BEGIN RECORDED INFORMATION

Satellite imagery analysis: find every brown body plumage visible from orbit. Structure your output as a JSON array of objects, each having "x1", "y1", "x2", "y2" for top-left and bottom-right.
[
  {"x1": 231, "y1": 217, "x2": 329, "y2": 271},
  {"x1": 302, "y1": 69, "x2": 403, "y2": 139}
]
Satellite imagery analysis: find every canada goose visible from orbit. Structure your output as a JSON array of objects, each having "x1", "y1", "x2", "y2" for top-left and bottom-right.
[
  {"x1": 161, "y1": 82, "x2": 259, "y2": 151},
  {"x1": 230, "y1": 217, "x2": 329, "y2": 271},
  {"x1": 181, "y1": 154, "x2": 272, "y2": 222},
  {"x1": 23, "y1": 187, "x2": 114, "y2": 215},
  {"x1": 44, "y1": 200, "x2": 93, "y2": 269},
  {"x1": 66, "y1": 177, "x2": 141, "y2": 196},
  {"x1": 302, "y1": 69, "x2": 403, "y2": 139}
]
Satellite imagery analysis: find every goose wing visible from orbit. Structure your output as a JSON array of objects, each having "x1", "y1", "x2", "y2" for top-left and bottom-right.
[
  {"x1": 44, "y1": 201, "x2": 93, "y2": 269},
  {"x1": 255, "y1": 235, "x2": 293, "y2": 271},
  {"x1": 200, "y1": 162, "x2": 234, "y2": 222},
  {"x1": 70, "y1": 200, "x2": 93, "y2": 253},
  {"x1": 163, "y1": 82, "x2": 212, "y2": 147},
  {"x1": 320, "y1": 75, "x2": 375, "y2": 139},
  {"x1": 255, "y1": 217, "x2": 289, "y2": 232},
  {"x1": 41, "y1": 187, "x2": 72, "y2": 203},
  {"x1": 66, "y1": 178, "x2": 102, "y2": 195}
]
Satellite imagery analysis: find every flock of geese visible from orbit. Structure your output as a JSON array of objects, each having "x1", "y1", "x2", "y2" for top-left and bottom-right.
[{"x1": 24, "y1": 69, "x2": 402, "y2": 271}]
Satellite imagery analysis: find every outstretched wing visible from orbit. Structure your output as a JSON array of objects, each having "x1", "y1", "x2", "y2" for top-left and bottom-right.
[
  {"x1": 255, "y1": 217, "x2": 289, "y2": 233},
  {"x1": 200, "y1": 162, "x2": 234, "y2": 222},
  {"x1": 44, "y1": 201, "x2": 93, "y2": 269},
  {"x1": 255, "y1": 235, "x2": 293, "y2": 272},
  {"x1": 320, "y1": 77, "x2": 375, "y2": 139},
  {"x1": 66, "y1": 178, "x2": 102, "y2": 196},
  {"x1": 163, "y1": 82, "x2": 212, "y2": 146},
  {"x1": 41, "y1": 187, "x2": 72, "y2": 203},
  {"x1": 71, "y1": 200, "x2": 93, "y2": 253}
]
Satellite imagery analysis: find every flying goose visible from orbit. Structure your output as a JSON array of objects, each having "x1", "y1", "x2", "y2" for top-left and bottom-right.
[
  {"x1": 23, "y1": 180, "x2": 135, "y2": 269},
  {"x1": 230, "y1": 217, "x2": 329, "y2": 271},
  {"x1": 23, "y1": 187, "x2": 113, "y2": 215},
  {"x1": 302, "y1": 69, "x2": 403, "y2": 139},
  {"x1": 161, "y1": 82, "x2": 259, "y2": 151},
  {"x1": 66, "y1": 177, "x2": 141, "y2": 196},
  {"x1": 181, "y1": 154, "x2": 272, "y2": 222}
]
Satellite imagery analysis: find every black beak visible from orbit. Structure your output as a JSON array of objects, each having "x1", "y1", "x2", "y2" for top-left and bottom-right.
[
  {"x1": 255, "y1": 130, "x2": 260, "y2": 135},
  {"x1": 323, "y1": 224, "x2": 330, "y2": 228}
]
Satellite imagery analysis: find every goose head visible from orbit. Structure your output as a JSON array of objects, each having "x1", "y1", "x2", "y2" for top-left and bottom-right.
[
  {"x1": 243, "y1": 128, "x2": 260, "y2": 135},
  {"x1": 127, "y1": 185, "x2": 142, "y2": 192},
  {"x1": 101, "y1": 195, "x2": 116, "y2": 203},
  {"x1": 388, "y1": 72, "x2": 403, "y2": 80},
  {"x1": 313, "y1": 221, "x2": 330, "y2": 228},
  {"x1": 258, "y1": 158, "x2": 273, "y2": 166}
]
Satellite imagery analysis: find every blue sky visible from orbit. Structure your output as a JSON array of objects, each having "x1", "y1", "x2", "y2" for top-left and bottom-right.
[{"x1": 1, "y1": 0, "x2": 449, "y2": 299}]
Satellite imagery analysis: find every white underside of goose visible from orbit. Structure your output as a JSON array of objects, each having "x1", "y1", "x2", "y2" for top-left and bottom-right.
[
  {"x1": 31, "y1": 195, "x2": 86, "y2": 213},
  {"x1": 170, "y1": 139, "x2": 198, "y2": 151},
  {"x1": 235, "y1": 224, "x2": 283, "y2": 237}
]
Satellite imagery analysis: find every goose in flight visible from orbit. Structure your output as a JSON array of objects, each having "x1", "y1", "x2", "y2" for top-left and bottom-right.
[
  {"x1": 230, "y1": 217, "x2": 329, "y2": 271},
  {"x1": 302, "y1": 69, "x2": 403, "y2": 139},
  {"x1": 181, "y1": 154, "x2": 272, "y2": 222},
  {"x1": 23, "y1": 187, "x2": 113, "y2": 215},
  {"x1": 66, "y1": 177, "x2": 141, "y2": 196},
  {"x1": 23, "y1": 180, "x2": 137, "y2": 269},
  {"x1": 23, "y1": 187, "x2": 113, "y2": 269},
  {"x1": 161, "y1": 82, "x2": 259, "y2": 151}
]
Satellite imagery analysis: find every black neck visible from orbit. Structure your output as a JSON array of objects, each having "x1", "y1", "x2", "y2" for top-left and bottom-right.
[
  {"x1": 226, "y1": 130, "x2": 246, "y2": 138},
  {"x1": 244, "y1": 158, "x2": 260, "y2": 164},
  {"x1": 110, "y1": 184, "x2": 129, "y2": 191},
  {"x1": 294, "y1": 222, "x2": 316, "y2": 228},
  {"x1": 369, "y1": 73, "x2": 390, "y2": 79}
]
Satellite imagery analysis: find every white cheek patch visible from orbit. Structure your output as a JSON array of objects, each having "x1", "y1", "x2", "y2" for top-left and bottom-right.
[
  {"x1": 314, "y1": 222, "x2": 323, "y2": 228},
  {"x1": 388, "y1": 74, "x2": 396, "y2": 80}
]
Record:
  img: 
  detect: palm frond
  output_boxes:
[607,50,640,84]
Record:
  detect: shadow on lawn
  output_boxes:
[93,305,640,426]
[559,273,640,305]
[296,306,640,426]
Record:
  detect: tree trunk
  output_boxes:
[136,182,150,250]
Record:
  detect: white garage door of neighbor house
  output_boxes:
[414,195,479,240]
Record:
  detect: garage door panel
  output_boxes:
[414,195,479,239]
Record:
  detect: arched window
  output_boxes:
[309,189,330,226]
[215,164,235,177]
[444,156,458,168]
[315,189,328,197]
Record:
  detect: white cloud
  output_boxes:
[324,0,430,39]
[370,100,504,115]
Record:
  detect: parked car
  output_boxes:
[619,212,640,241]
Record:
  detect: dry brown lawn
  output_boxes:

END RECORDED INFORMATION

Where the listing above has a line with "Satellite imagery analysis: find every white underside", start there, and output every line exactly through the line with "detect: tree trunk", which is also included.

▸ SOLUTION FOR THIS EXERCISE
Satellite imagery analysis: find every white underside of goose visible from orbit. Structure your output as a JSON array of objects, each having "x1", "y1", "x2", "y2" for top-left and bottom-right.
[
  {"x1": 31, "y1": 195, "x2": 86, "y2": 213},
  {"x1": 170, "y1": 139, "x2": 198, "y2": 151},
  {"x1": 235, "y1": 224, "x2": 283, "y2": 237}
]
Satellite imagery analysis: find every goose in flight visible from orbit. Structure your output as a JSON array of objects, each having "x1", "y1", "x2", "y2" for top-left and bottom-right.
[
  {"x1": 230, "y1": 217, "x2": 329, "y2": 271},
  {"x1": 302, "y1": 69, "x2": 403, "y2": 139},
  {"x1": 181, "y1": 154, "x2": 272, "y2": 222},
  {"x1": 23, "y1": 187, "x2": 113, "y2": 215},
  {"x1": 66, "y1": 177, "x2": 141, "y2": 196},
  {"x1": 23, "y1": 180, "x2": 137, "y2": 269},
  {"x1": 23, "y1": 187, "x2": 113, "y2": 269},
  {"x1": 161, "y1": 82, "x2": 259, "y2": 151}
]
Satellite imagery analysis: find every black neck visible from orbit. Structure your output as a JSON array of objects, each having "x1", "y1", "x2", "y2" for top-left and bottom-right.
[
  {"x1": 226, "y1": 130, "x2": 246, "y2": 138},
  {"x1": 244, "y1": 158, "x2": 260, "y2": 164},
  {"x1": 110, "y1": 184, "x2": 129, "y2": 191},
  {"x1": 294, "y1": 222, "x2": 316, "y2": 228},
  {"x1": 369, "y1": 73, "x2": 390, "y2": 79}
]
Satellite imagery analysis: find every white cheek patch visible from orbit. Structure your output as a JSON array of objects, each having "x1", "y1", "x2", "y2" for top-left and bottom-right.
[
  {"x1": 314, "y1": 222, "x2": 323, "y2": 228},
  {"x1": 388, "y1": 74, "x2": 396, "y2": 80}
]
Record:
  img: 
  detect: palm frond
  output_boxes:
[607,50,640,84]
Record:
  detect: shadow on lawn
  output_boxes:
[93,305,640,426]
[559,273,640,305]
[296,306,640,426]
Record:
  detect: tree trunk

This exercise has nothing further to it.